▶ **Task item**: Reproduce all the entries, matching the original word for word.

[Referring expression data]
------------

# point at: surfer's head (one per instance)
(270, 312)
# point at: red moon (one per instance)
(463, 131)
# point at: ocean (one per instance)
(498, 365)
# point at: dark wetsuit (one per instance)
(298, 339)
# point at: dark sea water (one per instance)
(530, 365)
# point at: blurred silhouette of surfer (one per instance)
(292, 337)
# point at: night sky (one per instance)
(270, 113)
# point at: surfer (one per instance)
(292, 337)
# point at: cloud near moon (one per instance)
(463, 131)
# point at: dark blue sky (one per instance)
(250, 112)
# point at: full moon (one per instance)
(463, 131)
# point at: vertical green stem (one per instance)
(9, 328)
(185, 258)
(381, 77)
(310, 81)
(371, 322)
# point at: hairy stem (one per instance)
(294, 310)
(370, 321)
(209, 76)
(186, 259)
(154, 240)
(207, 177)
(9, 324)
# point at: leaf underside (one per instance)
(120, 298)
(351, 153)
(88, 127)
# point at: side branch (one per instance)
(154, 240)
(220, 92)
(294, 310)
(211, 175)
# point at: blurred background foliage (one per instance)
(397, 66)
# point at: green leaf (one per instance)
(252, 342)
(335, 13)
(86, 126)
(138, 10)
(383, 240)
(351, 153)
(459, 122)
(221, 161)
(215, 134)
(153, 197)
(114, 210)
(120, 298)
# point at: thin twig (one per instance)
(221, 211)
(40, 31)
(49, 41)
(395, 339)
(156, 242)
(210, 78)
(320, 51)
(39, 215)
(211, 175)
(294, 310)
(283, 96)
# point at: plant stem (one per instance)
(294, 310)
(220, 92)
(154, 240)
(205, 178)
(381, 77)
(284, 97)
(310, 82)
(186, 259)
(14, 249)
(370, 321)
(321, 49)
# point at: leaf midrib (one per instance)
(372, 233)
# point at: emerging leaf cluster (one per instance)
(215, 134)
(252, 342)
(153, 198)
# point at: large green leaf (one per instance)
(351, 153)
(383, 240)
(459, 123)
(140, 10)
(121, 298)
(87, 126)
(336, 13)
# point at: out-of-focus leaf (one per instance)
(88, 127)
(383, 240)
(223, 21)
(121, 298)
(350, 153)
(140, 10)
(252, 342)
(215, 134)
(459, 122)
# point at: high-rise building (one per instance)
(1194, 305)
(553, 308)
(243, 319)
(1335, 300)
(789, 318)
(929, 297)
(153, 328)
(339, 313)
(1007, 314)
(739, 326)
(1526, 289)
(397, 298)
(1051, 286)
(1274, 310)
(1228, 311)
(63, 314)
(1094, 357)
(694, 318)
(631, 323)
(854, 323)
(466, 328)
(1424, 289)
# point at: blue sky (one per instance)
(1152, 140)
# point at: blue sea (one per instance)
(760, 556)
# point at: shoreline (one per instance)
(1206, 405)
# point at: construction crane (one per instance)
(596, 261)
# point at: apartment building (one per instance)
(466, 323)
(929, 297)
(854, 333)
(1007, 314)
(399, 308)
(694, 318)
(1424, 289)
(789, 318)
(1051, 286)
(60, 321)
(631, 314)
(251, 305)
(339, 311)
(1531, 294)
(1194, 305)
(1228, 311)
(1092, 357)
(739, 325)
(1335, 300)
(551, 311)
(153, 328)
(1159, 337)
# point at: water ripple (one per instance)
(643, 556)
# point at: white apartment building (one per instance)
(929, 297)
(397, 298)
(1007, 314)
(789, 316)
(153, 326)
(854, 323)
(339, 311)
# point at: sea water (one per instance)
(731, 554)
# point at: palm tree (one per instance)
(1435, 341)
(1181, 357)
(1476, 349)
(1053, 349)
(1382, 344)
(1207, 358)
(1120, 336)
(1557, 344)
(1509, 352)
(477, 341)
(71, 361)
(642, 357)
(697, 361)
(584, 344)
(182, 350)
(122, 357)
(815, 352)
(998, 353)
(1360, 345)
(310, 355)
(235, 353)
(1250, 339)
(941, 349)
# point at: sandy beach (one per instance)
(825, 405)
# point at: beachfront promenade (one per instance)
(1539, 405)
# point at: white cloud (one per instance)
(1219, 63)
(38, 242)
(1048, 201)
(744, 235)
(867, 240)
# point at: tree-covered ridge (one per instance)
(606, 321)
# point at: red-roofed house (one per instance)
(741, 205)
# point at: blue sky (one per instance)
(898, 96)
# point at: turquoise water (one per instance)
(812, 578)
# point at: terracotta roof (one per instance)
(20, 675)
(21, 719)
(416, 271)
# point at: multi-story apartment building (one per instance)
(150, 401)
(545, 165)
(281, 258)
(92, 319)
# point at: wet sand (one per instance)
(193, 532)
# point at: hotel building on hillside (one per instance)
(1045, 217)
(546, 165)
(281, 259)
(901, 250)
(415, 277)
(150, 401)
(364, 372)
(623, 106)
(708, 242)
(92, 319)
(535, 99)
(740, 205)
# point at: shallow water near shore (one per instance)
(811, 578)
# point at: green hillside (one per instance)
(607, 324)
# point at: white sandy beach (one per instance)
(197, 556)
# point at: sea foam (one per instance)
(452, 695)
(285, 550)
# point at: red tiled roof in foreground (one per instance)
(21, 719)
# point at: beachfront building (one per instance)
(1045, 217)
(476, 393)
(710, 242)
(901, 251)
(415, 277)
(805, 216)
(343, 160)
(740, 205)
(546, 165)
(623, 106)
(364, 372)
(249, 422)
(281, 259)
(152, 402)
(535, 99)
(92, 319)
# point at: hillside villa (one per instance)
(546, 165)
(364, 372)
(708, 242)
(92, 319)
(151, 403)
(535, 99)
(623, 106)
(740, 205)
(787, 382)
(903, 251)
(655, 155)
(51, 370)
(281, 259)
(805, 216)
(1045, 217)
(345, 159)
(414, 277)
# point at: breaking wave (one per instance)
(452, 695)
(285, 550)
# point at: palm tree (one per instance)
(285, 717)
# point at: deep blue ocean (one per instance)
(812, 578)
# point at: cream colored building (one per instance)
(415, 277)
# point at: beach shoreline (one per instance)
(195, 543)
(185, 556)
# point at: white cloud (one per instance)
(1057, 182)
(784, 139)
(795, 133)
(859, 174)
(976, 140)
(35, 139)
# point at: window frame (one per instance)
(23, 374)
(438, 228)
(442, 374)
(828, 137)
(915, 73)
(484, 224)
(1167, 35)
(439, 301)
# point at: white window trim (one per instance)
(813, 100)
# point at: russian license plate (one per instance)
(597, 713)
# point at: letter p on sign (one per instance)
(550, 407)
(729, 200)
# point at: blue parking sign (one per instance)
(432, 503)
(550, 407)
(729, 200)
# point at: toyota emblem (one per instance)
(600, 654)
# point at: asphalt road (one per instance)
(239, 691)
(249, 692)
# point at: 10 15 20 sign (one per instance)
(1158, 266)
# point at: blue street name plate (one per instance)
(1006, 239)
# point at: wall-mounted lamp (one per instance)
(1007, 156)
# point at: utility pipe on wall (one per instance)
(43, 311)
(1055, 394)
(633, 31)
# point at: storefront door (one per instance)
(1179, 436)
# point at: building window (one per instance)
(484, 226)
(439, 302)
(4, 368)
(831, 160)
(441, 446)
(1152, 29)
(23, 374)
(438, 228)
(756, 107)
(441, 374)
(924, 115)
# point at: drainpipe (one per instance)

------------

▶ **Solution to this task**:
# point at: surfer's head (one per instance)
(270, 312)
# point at: red moon (one per instance)
(463, 131)
# point at: ocean (one per instance)
(498, 365)
# point at: dark wetsuit (one per instance)
(298, 339)
# point at: dark sea water (one per instance)
(530, 365)
# point at: blurred silhouette of surfer (one per instance)
(292, 337)
# point at: night sky (one per instance)
(270, 113)
# point at: surfer (one per instance)
(292, 337)
# point at: cloud near moon (one per instance)
(463, 131)
# point at: dark blue sky (one per instance)
(250, 112)
# point at: full moon (one per instance)
(463, 131)
# point at: vertical green stem (one per instance)
(9, 328)
(185, 258)
(381, 77)
(310, 81)
(371, 322)
# point at: hairy stem (one per instance)
(294, 310)
(370, 321)
(209, 76)
(186, 259)
(154, 240)
(207, 177)
(9, 324)
# point at: leaf underside (one per instance)
(120, 298)
(351, 153)
(88, 127)
# point at: side branch (one per instance)
(154, 240)
(220, 92)
(294, 310)
(211, 175)
# point at: blurred background foliage (one per instance)
(397, 66)
# point at: green leaf (one per instance)
(252, 342)
(335, 13)
(86, 126)
(138, 10)
(383, 240)
(351, 153)
(459, 122)
(221, 161)
(215, 134)
(153, 197)
(114, 210)
(120, 298)
# point at: thin twig (one per instance)
(221, 211)
(40, 31)
(49, 41)
(395, 339)
(156, 242)
(210, 78)
(320, 51)
(39, 215)
(211, 175)
(294, 310)
(283, 96)
# point at: plant stem (one per instance)
(294, 310)
(220, 92)
(154, 240)
(205, 178)
(381, 77)
(284, 97)
(310, 82)
(186, 259)
(14, 249)
(370, 321)
(321, 49)
# point at: leaf midrib (one per instance)
(372, 233)
# point at: emerging leaf cluster (one per instance)
(215, 134)
(252, 342)
(153, 198)
# point at: large green leaf (one per instance)
(351, 153)
(383, 240)
(459, 123)
(140, 10)
(121, 298)
(87, 126)
(336, 13)
# point at: out-of-focus leaf (one per instance)
(88, 127)
(383, 240)
(223, 21)
(121, 298)
(350, 153)
(140, 10)
(252, 342)
(215, 134)
(459, 122)
# point at: high-rise building (one per instance)
(1194, 305)
(553, 308)
(243, 319)
(1335, 300)
(789, 318)
(929, 297)
(153, 328)
(339, 313)
(1007, 314)
(739, 326)
(1526, 289)
(397, 298)
(1051, 286)
(1274, 310)
(1228, 311)
(63, 314)
(1094, 357)
(694, 318)
(631, 323)
(854, 323)
(466, 328)
(1424, 289)
# point at: blue sky (one per instance)
(1152, 140)
# point at: blue sea (one per instance)
(760, 556)
# point at: shoreline (one per instance)
(1206, 405)
# point at: construction crane (one per instance)
(596, 261)
# point at: apartment building (one per instance)
(466, 323)
(929, 297)
(854, 333)
(1007, 314)
(399, 308)
(694, 318)
(1424, 289)
(789, 318)
(1051, 286)
(60, 321)
(631, 314)
(251, 305)
(339, 311)
(1531, 294)
(1194, 305)
(1228, 311)
(1092, 357)
(739, 325)
(1335, 300)
(551, 311)
(153, 328)
(1159, 337)
# point at: water ripple (one per instance)
(643, 556)
# point at: white apartment building (one per instance)
(929, 297)
(397, 298)
(1007, 314)
(789, 316)
(153, 326)
(854, 323)
(339, 311)
# point at: sea water (one per instance)
(731, 554)
# point at: palm tree (one per instance)
(1435, 341)
(1181, 357)
(1476, 349)
(1053, 349)
(1382, 344)
(1207, 358)
(1120, 336)
(1557, 344)
(1509, 352)
(477, 341)
(71, 361)
(642, 357)
(697, 361)
(584, 344)
(182, 350)
(122, 357)
(815, 352)
(998, 353)
(1360, 345)
(310, 355)
(235, 353)
(1250, 339)
(941, 349)
# point at: sandy beach (one per instance)
(825, 405)
# point at: beachfront promenade (one per instance)
(1539, 405)
# point at: white cloud (one per instance)
(1219, 63)
(38, 242)
(1048, 201)
(744, 235)
(867, 240)
# point at: tree-covered ridge (one per instance)
(606, 321)
# point at: red-roofed house (one per instance)
(741, 205)
# point at: blue sky (one per instance)
(898, 96)
# point at: turquoise water (one per instance)
(812, 578)
# point at: terracotta roof (one per instance)
(20, 675)
(21, 719)
(416, 271)
# point at: multi-story apartment building (one per instance)
(150, 401)
(545, 165)
(281, 258)
(92, 319)
# point at: wet sand (one per instance)
(193, 532)
# point at: hotel building on hillside (one per instance)
(1045, 217)
(546, 165)
(281, 259)
(901, 250)
(415, 277)
(150, 401)
(364, 372)
(623, 106)
(708, 242)
(92, 319)
(535, 99)
(740, 205)
# point at: shallow water near shore (one per instance)
(811, 578)
# point at: green hillside (one per instance)
(607, 324)
# point at: white sandy beach (one per instance)
(197, 556)
# point at: sea foam (one per instance)
(452, 695)
(285, 550)
# point at: red tiled roof in foreground (one per instance)
(21, 719)
# point at: beachfront building (one per instance)
(1045, 217)
(476, 393)
(710, 242)
(901, 251)
(415, 277)
(805, 216)
(343, 160)
(740, 205)
(546, 165)
(623, 106)
(364, 372)
(249, 422)
(281, 259)
(152, 402)
(535, 99)
(92, 319)
# point at: hillside villa (one per instance)
(546, 165)
(364, 372)
(708, 242)
(92, 319)
(151, 403)
(535, 99)
(623, 106)
(740, 205)
(787, 382)
(903, 251)
(655, 155)
(51, 370)
(281, 259)
(805, 216)
(1045, 217)
(345, 159)
(414, 277)
# point at: breaking wave (one per instance)
(452, 695)
(285, 550)
# point at: palm tree (one per instance)
(285, 717)
# point at: deep blue ocean (one per instance)
(812, 578)
# point at: cream colored building (one per instance)
(415, 277)
# point at: beach shoreline (one per instance)
(195, 543)
(185, 556)
# point at: white cloud (one per instance)
(1057, 182)
(784, 139)
(795, 133)
(859, 174)
(976, 140)
(35, 139)
# point at: window frame (one per instance)
(23, 374)
(438, 228)
(442, 374)
(828, 137)
(915, 73)
(484, 224)
(1167, 35)
(439, 301)
# point at: white window trim (one per instance)
(813, 100)
# point at: russian license plate (one per instance)
(597, 713)
# point at: letter p on sign (one per instance)
(550, 407)
(729, 200)
# point at: blue parking sign (one per instance)
(432, 503)
(550, 407)
(729, 200)
# point at: toyota emblem (one per instance)
(600, 654)
# point at: asphalt road (one per instance)
(239, 691)
(249, 692)
# point at: 10 15 20 sign (one per instance)
(1158, 266)
# point at: blue street name plate (one per instance)
(1006, 239)
# point at: wall-mounted lamp (one per instance)
(1007, 156)
# point at: utility pipe on wall (one per instance)
(43, 311)
(1055, 394)
(633, 31)
# point at: storefront door (one per instance)
(1179, 436)
# point at: building window (one per instance)
(484, 226)
(439, 302)
(4, 368)
(831, 160)
(441, 446)
(1152, 29)
(23, 374)
(438, 228)
(756, 107)
(441, 374)
(924, 115)
# point at: drainpipe (one per instance)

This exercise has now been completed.